Jeremy Piven has a sophisticated charm; he knows how to work an audience. Indeed, he’s been doing it since he was a child. Piven grew up on stage, nurtured by parents who were both actors and directors.
He has been taking the imaginations of audiences on a journey for decades – from Jerry Capen in The Larry Sanders Show to Spence Kovak in Ellen, from Trevor Hale in Cupid to Buddy Israel in the movie Smokin’ Aces. As an actor, Piven makes you think, and he takes you on a visceral roller coaster ride.
We see this particularly with Ari Gold, his character in Entourage, a type-A movie agent known for his lack of impulse control and for saying the first thing that comes to his mind. Gold walks into a room, and people know he’s there. He’s like a proverbial Bucking Bronco.
Piven’s portrayal of Gold won him the most prestigious trophies you can bring home as an actor in TV – three Emmy’s and one Golden Globe. It’s no wonder then, that Piven was cast to play the lead in Mr Selfridge, now in its fourth and final season.
Piven plays the titular character, Harry Gordon Selfridge, a charismatic business magnate with a grand vision to change the world of retail. He also has a few vices. Well, mainly two vices – womanising and gambling.
The story is based on the book Shopping, Seduction & Mr Selfridge by Lindy Woodhead. It centres around Selfridge’s ambitions to revolutionise the shopping experience. As Piven explains, “he used retail as his theatre; he changed the game completely. He made people feel welcomed and special.”

════════

Write the next part of the article on Jeremy Piven, picking up right after its last sentence. The lines after this aren't needed for anything.

════════

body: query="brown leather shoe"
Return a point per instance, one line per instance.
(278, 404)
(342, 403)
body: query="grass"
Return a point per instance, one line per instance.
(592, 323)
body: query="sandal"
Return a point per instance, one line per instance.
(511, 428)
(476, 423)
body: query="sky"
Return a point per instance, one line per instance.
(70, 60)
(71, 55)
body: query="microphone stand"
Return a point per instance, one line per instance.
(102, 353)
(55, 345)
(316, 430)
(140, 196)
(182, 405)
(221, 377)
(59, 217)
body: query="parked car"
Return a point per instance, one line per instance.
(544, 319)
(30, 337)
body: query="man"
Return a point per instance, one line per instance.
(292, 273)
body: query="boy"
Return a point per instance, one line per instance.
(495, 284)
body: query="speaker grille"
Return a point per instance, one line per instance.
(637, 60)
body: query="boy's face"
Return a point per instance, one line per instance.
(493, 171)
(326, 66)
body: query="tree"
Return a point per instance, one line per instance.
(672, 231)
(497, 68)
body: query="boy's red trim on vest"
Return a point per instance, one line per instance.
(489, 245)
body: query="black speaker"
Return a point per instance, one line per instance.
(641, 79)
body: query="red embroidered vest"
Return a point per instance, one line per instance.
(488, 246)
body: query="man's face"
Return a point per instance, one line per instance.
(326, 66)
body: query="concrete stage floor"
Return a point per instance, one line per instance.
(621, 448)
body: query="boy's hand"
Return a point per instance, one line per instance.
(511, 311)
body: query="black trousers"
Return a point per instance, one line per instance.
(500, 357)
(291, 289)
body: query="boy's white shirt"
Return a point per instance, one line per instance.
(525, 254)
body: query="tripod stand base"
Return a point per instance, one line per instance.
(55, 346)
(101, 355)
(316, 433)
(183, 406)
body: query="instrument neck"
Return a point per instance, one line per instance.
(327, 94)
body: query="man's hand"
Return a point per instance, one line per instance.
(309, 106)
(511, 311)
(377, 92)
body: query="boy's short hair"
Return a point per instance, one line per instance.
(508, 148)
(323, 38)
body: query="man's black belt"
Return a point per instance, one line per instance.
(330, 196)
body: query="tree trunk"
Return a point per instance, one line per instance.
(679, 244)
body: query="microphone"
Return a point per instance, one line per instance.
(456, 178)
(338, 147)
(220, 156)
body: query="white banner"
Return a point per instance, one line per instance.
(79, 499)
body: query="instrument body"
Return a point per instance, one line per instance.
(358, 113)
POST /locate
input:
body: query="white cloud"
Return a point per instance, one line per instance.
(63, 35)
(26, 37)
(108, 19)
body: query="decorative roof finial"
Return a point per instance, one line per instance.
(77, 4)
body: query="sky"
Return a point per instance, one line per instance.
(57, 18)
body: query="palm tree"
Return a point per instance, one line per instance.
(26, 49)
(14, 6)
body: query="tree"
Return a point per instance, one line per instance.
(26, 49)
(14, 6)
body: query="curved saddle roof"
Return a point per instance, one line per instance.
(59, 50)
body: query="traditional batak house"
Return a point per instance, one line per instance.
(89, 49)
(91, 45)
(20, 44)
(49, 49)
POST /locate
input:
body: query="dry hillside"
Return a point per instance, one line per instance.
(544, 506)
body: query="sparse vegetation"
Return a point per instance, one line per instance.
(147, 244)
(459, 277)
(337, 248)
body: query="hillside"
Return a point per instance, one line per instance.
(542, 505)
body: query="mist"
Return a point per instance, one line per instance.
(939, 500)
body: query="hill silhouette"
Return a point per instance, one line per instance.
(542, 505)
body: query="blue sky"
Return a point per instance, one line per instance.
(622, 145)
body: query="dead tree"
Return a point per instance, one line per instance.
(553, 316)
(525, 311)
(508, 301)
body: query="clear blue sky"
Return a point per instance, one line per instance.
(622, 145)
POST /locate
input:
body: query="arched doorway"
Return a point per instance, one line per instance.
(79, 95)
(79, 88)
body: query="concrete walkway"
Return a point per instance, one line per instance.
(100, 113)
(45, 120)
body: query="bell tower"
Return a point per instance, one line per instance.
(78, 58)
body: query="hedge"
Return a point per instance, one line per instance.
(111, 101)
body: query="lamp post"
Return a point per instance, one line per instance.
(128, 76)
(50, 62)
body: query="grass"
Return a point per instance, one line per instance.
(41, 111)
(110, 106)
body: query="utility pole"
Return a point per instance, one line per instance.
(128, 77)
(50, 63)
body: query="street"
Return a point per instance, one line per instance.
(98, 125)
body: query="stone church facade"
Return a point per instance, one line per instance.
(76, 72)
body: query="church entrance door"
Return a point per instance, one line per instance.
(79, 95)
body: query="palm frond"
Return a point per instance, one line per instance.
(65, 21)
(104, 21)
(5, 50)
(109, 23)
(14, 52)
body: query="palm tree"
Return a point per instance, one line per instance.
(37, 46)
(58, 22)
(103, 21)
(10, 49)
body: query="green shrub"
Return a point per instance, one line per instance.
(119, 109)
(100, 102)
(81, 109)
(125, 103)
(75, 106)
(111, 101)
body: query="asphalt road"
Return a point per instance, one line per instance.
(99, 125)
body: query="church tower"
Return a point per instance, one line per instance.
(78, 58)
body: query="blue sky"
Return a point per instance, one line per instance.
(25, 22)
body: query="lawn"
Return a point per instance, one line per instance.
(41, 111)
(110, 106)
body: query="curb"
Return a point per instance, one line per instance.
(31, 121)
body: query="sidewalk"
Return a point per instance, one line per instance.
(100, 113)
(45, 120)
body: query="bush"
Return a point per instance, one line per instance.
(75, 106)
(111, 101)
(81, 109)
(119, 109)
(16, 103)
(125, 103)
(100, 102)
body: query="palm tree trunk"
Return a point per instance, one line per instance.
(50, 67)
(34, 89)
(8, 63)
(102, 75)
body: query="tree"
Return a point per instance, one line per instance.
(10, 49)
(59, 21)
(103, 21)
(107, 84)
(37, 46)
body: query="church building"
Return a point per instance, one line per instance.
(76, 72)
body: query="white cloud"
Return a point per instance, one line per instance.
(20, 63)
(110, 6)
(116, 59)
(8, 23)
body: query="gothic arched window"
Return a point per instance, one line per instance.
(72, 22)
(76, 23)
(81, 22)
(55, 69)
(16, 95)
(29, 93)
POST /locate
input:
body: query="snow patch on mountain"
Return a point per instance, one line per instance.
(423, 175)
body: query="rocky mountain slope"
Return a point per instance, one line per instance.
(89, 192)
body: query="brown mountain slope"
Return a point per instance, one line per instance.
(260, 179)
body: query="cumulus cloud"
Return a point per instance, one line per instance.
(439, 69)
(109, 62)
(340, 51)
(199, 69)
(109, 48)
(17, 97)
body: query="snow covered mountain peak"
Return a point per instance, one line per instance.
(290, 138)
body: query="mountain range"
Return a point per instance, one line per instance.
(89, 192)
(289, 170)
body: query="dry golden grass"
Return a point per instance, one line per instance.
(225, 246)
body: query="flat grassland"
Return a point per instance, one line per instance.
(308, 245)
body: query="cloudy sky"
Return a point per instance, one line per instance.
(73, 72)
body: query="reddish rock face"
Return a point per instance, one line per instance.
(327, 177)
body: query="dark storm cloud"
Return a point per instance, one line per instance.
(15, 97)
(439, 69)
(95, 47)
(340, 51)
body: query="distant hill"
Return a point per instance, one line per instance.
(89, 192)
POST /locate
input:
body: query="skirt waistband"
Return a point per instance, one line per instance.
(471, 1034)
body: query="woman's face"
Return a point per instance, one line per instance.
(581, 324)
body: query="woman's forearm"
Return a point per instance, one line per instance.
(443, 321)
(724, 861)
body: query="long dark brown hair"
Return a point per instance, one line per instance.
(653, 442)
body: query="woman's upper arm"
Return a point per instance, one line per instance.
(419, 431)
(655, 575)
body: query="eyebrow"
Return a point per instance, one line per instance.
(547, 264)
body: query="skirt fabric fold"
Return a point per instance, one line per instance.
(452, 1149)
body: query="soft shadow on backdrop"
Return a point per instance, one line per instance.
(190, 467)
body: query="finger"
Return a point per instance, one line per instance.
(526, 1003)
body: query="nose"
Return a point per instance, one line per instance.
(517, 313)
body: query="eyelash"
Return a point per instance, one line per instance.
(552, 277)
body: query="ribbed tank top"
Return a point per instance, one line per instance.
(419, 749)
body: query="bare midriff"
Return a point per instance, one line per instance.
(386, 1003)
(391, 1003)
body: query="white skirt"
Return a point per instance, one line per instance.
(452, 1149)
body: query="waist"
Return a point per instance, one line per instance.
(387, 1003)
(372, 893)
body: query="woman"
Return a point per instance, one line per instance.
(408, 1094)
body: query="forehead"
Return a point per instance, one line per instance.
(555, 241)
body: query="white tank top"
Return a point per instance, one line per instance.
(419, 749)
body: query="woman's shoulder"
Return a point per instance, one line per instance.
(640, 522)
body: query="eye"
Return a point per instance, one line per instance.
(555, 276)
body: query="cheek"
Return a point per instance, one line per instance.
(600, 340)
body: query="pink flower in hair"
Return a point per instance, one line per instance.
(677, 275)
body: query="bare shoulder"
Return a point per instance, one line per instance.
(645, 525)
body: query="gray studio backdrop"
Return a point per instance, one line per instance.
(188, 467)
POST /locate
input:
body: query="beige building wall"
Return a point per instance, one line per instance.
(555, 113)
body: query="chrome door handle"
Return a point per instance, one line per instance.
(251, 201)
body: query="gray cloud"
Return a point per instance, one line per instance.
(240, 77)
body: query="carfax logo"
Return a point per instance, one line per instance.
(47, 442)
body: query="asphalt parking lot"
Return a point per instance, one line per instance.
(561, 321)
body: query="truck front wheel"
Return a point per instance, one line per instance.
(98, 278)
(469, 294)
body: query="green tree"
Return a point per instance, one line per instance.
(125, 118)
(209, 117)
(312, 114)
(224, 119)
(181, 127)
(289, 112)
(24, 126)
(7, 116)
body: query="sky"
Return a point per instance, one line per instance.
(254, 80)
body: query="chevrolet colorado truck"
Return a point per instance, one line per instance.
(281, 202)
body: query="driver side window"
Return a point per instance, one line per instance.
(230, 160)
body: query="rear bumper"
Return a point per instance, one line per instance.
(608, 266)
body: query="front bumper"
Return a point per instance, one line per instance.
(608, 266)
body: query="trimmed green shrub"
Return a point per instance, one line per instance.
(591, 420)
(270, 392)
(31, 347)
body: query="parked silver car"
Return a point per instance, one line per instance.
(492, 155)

════════

Reply to the task
Prior to jumping on the boat to London and starting Selfridges & Co in 1908, Selfridge worked under the tutelage of Marshall Field at his store Marshall Field & Company in Chicago. Chicago was also were he met his wife, Rosalie ‘Rose’ Buckingham. Marshall Field’s was started in 1852 and lasted all the way until 2005, when it was acquired by Macy’s. In the late 1800s, Selfridge played a major role in the success of that department store. He worked there for 25 years in total, and became a junior partner in the company. “He asked Marshall Field’s if he could have his name above the door – Marshall Field’s & Selfridges – and they respectfully declined,” says Piven. London was calling.
“When he was visiting England – and this is what really made him start Selfridges in London and not the US – he noticed that they they weren’t huge on customer service. And he just thought, wow, there’s a huge opportunity here. I’ll take my credo to England; treat people incredibly well; and put on a big show – and it will work. And guess what? It did. Here we are talking about Selfridges more than 100 years later,” Piven says. Selfridge did indeed change the world – not only retail, but business at large – with his philosophy that the customer is always right.
What Piven does best as an actor is take you through several stages of emotions with a character. There’s a period in the Mr Selfridge series where Selfridge is cheating on his wife – Piven as an actor had to walk that line without his audience falling out of love with the character. It’s a historical fact that Selfridge struggled with womanising and gambling. He wasn’t an alcoholic or a drug addict; he just really loved women and cards. “It’s beautiful and tragic what happened to this guy – and that’s why they call them dramas,” says Piven. “I mean, he had a lot of drama in his life. He desperately wanted to do the right thing and loved his wife. But he couldn’t help himself – and I think he was a slave to his urges and desires, and tried to keep them under control.” Selfridge wasn’t perfect; he had his rough spots. But as an historical figure he forever changed the way we shop.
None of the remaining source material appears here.